▶ Parts of the exercise
[a] According to the dementia report text, what share of all people with dementia currently live in low or middle income countries?
[b] Write a continuation of the dementia report text, starting after its last sentence.

▶ Study text

=======

A new report estimates that the number of people affected by dementia worldwide has increased to 46million, with the number expected to reach 74.7m by 2030 and 131.5m by 2050 – while the global economic impact has reached $818billion, and is projected to reach $1trillion by 2018. The World Alzheimer Report 2015, which also estimates that the biggest rise in numbers of people affected will be in low income countries, is published on Tuesday 25 August by Alzheimer’s Disease International.
The report provides an update on the current and expected impact of dementia worldwide, with new figures showing:
- Over 46m worldwide are estimated to be living with dementia, with the numbers projected to increase to 74.7m by 2030 and 131.5m by 2050.
- The total estimated worldwide cost of dementia is US$818bn – up 35% since 2010 – with the cost expected to reach US$1trillion by 2018.
- An estimated 58% of all people with dementia currently live in low or middle income countries. This is expected to rise to 63% by 2030 and 68% by 2050.
- Between now and 2050, the number of people with dementia is expected to rise by 116% in high income countries, compared to 227% in upper middle income countries, 223% in lower middle income countries and 264% in low income countries.
The report urges a broader international initiative to tackle dementia, with an upscaling of research investment along with better awareness of dementia and improvements in care.

=======

▶ Information supplied
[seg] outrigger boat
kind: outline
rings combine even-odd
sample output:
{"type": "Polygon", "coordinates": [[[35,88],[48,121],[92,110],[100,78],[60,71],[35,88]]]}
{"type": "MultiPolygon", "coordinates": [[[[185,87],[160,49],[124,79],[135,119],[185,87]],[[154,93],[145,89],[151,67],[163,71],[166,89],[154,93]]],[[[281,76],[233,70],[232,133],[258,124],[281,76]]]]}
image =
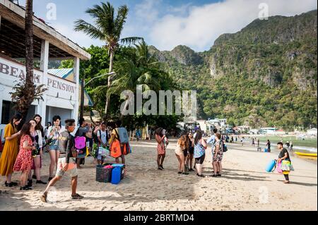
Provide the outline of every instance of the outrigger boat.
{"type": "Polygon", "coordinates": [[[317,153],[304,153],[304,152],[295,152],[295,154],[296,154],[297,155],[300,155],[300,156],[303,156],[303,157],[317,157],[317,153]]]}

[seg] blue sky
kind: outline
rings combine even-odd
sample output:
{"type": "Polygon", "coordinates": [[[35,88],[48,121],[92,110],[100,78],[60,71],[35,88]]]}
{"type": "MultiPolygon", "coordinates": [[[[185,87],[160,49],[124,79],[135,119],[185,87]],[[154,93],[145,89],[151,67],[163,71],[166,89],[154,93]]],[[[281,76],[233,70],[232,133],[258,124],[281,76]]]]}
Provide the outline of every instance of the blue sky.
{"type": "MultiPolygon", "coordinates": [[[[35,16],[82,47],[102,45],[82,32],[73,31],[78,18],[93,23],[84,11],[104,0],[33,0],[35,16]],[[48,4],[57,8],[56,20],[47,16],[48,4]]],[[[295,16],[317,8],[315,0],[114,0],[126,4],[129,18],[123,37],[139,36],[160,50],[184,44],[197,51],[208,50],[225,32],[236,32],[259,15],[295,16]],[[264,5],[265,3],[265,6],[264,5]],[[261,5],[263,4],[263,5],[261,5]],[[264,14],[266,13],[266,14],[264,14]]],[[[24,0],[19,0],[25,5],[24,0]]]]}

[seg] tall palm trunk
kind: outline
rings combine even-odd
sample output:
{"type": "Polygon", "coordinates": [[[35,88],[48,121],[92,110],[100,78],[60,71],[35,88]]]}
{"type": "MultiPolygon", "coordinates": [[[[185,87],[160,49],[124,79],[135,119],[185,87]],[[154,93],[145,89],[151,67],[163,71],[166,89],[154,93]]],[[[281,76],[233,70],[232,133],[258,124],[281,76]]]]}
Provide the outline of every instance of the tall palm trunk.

=======

▶ Activity answers
[a] An estimated 58%.

[b]
Hilary Evans, Chief Executive of Alzheimer’s Research UK, the UK’s leading dementia research charity, said:
“These latest figures underline the vast scale of the global dementia challenge, with millions of families affected and a crippling economic cost. In many parts of the world, welcome gains in life expectancy have brought with them a rise in dementia cases, and an ageing global population shows the need for action is urgent.
“In recent years world leaders have united in their aim to tackle dementia, but while increases in research investment have been welcome, funding is still low in proportion to the scale of the challenge. If we are to head off a global dementia crisis, we must find better treatments and ways to prevent the condition. Research holds the answer, but our scientists must have the backing of governments worldwide if we are to transform the lives of millions of people across the world.”